As for fiction serials and when they died out - I don't know about anywhere else, but in the UK the only serial fiction I can think of these days is in DC Thomson's Peoples Friend, and that seems to be written specifically for the magazine rather than a serialised adaptation of a novel. My Weekly, from the same stable, may do serials still, but I'm not sure (I'm actually filled with enough curiosity to go out and buy PF, MW and the same company's Weekly News just to see!). IPC's women's magazines do fiction specials in summer rather than run it regularly now, and that seems to to all short fiction. Oddly, the magazine that comes with the tabloid Sunday paper The People runs short fiction, which is an anomaly.
It's a pity, as many novelists of the past got initial audiences this way, and as a hack it was a nice way of getting some cash coming in. But those days, etc etc...
|
|
|
Post by dem bones on Nov 30, 2015 16:05:42 GMT
Do the Sunday supplements still publish the occasional short story? It's been ages since I bought one. The Sunday M*il used to do 'em, because I kept the one which gave Chris Fowler's The Laundry Imp it's début, and it might also have been them ran a few Caroline Graham Midsummer Murders shorts, still, as far as I'm aware, uncollected, and sought after by fans. The much-missed genre-hopping pulp great Syd Bounds used to encourage his writing classes to pen "news" items and features for Take A Break et al to gain experience of a paying market.

** EXTRACTED DATA **
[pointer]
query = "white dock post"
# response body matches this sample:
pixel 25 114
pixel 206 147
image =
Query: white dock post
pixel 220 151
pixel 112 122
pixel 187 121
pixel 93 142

** PROBLEMS AND TASKS **
1. In the forum post, what is the only UK serial fiction the first writer can think of these days?
2. Convert every line of the records into a JSON list of strings, one string per line, skipping any blank lines.
The forum post and the records are unrelated.

** TASK RESULTS **
1. DC Thomson's Peoples Friend.

2.
[
  "[pointer]",
  "query = \"white dock post\"",
  "# response body matches this sample:",
  "pixel 25 114",
  "pixel 206 147",
  "image =",
  "Query: white dock post",
  "pixel 220 151",
  "pixel 112 122",
  "pixel 187 121",
  "pixel 93 142"
]